Job: Reproduce every line of the material below without changing anything.

Provided data:
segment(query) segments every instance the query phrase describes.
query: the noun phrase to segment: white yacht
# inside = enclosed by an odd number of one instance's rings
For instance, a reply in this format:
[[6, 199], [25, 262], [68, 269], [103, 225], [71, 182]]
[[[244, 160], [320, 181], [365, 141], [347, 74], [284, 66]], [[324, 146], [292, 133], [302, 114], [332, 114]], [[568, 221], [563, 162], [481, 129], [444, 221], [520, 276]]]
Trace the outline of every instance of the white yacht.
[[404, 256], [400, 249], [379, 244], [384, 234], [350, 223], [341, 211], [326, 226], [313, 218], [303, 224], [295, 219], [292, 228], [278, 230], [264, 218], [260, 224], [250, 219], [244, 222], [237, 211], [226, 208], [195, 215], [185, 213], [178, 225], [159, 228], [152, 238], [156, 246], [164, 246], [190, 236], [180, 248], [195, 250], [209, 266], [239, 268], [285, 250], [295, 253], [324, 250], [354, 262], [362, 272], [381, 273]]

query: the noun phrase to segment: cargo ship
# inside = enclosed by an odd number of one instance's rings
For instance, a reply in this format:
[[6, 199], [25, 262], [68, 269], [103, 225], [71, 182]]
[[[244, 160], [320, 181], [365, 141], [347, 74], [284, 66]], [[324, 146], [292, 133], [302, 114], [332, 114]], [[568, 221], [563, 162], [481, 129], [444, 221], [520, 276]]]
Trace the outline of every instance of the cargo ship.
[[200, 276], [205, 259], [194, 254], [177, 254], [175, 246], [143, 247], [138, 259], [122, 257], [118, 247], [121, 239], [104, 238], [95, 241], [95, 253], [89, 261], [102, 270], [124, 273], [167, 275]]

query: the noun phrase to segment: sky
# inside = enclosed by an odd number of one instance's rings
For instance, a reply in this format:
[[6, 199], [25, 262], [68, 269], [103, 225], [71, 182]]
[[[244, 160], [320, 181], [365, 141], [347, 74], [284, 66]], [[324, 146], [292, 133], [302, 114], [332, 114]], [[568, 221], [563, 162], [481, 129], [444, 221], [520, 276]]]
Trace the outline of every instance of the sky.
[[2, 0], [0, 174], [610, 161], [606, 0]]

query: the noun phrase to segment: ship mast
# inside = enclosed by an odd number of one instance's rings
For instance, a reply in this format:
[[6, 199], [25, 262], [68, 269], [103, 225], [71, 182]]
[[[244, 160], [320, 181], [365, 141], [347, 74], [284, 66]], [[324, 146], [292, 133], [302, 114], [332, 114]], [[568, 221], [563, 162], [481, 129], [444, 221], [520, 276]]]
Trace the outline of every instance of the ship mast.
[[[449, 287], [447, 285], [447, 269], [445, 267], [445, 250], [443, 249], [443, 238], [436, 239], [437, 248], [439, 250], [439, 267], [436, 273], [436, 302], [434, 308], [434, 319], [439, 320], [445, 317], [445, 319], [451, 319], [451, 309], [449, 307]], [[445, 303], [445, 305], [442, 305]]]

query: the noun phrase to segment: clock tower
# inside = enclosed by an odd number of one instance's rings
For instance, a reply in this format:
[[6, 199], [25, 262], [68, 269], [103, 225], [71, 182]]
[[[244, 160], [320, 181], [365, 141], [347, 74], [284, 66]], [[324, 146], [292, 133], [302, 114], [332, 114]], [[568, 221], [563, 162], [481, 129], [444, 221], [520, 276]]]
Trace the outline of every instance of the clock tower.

Full answer:
segment(query) segments every instance the query phrase describes.
query: the noun phrase to segment: white yacht
# inside = enclosed by an odd number of one instance's rings
For instance, a reply in this format:
[[6, 199], [25, 262], [68, 269], [103, 225], [71, 182]]
[[[244, 160], [320, 181], [365, 141], [347, 74], [284, 66]], [[324, 146], [292, 133], [302, 114], [332, 114]], [[568, 221], [563, 162], [481, 129], [444, 221], [520, 276]]]
Trace the outline of every instance of the white yacht.
[[404, 256], [400, 249], [379, 244], [384, 234], [350, 223], [341, 211], [326, 226], [313, 218], [303, 224], [295, 219], [292, 228], [278, 230], [264, 218], [260, 224], [250, 219], [244, 222], [237, 211], [226, 208], [195, 215], [185, 213], [178, 225], [159, 228], [152, 238], [156, 246], [164, 246], [190, 236], [180, 248], [195, 250], [209, 266], [239, 268], [285, 250], [295, 253], [324, 250], [354, 262], [362, 272], [381, 273]]

query: the noun phrase to segment: cargo ship
# inside = enclosed by an odd number of one instance's rings
For instance, a reply in this format:
[[6, 199], [25, 262], [68, 269], [103, 225], [71, 182]]
[[[244, 160], [320, 181], [365, 141], [347, 74], [284, 66]], [[324, 146], [292, 133], [302, 114], [332, 114]], [[568, 221], [563, 162], [481, 129], [444, 221], [520, 276]]]
Trace the outline of every instance of the cargo ship.
[[200, 276], [205, 259], [194, 254], [177, 254], [175, 246], [143, 247], [138, 259], [122, 257], [118, 247], [121, 239], [104, 238], [95, 241], [95, 253], [89, 261], [102, 270], [124, 273], [167, 275]]

query: the noun phrase to segment: sky
# inside = enclosed by an odd number of one instance's rings
For instance, a reply in this format:
[[6, 199], [25, 262], [68, 269], [103, 225], [71, 182]]
[[[244, 160], [320, 181], [365, 141], [347, 74], [284, 66]], [[324, 146], [292, 133], [302, 114], [332, 114]], [[568, 221], [563, 162], [481, 129], [444, 221], [520, 276]]]
Trace the outline of every instance of the sky.
[[2, 0], [0, 174], [610, 161], [606, 0]]

query: the noun phrase to segment: ship mast
# inside = enclosed by an odd number of one instance's rings
For instance, a reply in this format:
[[6, 199], [25, 262], [68, 269], [103, 225], [71, 182]]
[[[244, 160], [320, 181], [365, 141], [347, 74], [284, 66]], [[324, 146], [292, 133], [302, 114], [332, 114]], [[568, 221], [563, 162], [481, 129], [444, 221], [520, 276]]]
Trace the outline of every instance of the ship mast.
[[[449, 287], [447, 285], [447, 269], [445, 267], [445, 250], [443, 249], [443, 238], [436, 239], [437, 248], [439, 250], [439, 267], [436, 273], [436, 302], [434, 308], [434, 319], [439, 320], [445, 317], [445, 319], [451, 319], [451, 309], [449, 307]], [[445, 303], [445, 305], [442, 305]]]

query: the noun phrase to segment: clock tower
# inside = enclosed by an odd number of one instance's rings
For instance, a reply in this format:
[[6, 199], [25, 262], [68, 269], [103, 225], [71, 182]]
[[[244, 160], [320, 181], [365, 141], [347, 74], [284, 66]], [[324, 146], [292, 133], [302, 114], [332, 114]], [[568, 221], [563, 162], [481, 129], [444, 221], [520, 276]]]
Trace the outline of every instance of the clock tower.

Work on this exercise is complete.